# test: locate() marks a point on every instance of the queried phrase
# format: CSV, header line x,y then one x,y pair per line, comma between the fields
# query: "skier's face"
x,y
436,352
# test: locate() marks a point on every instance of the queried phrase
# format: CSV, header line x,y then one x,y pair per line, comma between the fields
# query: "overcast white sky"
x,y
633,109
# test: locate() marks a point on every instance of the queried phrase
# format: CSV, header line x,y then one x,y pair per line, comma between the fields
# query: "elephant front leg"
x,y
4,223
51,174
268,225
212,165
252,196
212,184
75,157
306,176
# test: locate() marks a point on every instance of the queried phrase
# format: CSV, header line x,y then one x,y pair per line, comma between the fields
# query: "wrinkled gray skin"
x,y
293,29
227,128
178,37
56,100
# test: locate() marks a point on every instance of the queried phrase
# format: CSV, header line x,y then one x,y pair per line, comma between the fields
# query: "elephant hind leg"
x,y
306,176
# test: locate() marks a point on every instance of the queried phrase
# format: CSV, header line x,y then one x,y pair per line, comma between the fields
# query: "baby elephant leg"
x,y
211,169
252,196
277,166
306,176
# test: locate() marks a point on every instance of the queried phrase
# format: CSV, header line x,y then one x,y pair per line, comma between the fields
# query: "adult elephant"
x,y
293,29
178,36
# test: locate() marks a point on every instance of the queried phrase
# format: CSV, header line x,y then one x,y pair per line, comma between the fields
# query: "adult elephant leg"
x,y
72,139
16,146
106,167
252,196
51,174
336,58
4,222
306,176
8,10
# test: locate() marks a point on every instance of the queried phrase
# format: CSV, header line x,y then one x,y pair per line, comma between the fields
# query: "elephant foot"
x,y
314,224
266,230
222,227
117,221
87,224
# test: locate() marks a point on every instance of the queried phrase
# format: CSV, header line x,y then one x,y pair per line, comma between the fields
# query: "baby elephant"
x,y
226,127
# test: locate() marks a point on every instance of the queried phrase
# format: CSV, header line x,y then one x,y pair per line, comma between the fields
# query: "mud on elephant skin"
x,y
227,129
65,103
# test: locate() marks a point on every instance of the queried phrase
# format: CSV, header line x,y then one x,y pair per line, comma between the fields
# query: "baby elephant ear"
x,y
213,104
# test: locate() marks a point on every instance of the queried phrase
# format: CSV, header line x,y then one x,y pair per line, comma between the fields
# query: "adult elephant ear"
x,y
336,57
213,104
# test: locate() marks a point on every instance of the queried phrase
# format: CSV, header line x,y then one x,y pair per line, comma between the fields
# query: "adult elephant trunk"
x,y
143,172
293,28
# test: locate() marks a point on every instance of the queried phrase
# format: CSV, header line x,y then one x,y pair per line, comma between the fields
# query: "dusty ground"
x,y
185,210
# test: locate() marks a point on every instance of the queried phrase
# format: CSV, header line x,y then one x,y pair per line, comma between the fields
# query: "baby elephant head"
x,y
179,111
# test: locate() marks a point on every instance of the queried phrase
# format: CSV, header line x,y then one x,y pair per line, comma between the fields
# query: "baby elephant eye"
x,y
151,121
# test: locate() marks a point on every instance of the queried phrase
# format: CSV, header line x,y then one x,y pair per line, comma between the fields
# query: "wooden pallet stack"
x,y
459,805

◇ ◇ ◇ ◇ ◇ ◇ ◇

HOW TO COMPLETE THIS TASK
Would you transcribe the data above exactly as it stands?

EXERCISE OUTPUT
# test: locate() marks a point on every instance of the queried phrase
# format: CSV, header line x,y then one x,y pair per line, comma between the fields
# query: "skier's face"
x,y
436,352
# test: locate() marks a point on every instance of the queried phrase
# format: CSV, header line x,y then one x,y pair per line, comma between the fields
# query: "overcast white sky"
x,y
633,109
# test: locate() marks a point on every instance of the queried phrase
# format: CSV, header line x,y then one x,y pair per line, comma between the fields
# query: "elephant front leg"
x,y
4,223
51,174
268,225
212,165
252,196
212,184
75,157
306,176
# test: locate() marks a point on every instance of the queried phrase
# format: CSV, header line x,y then one x,y pair per line, comma between the fields
# query: "wrinkled gray skin"
x,y
293,29
227,128
178,37
56,100
# test: locate() marks a point on every instance of the queried phrase
# format: CSV, header line x,y then one x,y pair per line, comma between the fields
# query: "elephant hind leg"
x,y
306,176
# test: locate() marks a point on every instance of the queried phrase
# format: CSV, header line x,y then one x,y pair per line, comma between the fields
# query: "baby elephant leg"
x,y
211,169
252,196
277,166
306,176
# test: locate() marks a point on every instance of the queried phrase
# format: CSV, header line x,y then one x,y pair per line, comma between the fields
# query: "adult elephant"
x,y
293,29
178,36
# test: locate() marks a point on every instance of the queried phrase
# format: CSV, header line x,y then one x,y pair per line, comma between the fields
# query: "adult elephant leg"
x,y
72,139
16,146
106,167
252,196
51,174
336,58
4,222
306,176
8,10
# test: locate() marks a point on every instance of the queried phrase
# format: CSV, header line x,y then one x,y pair per line, comma between the fields
# query: "elephant foot"
x,y
314,224
266,230
222,227
117,221
87,224
# test: locate() marks a point on every instance of the queried phrase
# format: CSV, header line x,y then one x,y pair per line, comma between the fields
# query: "baby elephant"
x,y
226,127
# test: locate() marks a point on every instance of the queried phrase
# format: CSV, header line x,y then one x,y pair per line, comma between the fields
# query: "mud on elephant skin"
x,y
227,129
65,103
# test: locate() marks a point on every instance of the queried phrase
# format: CSV, header line x,y then one x,y pair per line, comma between the fields
# query: "baby elephant ear"
x,y
213,104
# test: locate() marks a point on every instance of the queried phrase
# format: CSV, header line x,y then one x,y pair per line, comma between the fields
# query: "adult elephant ear"
x,y
336,57
213,104
# test: locate() marks a point on every instance of the queried phrase
# format: CSV, header line x,y then one x,y pair per line, comma between the fields
# query: "adult elephant trunk"
x,y
143,172
293,28
# test: locate() marks a point on every instance of the queried phrase
# format: CSV, header line x,y then one x,y pair per line, comma between the fields
# query: "dusty ground"
x,y
185,210
# test: locate() marks a point on every instance of the queried phrase
# format: CSV, header line x,y then one x,y pair per line, comma between the fields
# query: "baby elephant head"
x,y
179,111
# test: locate() marks a point on every instance of the queried phrase
# format: CSV, header line x,y then one x,y pair per line, comma between the fields
# query: "baby elephant eye"
x,y
151,121
# test: locate() marks a point on every instance of the queried phrase
# format: CSV, header line x,y then one x,y pair per line, comma between the fields
# query: "wooden pallet stack"
x,y
459,805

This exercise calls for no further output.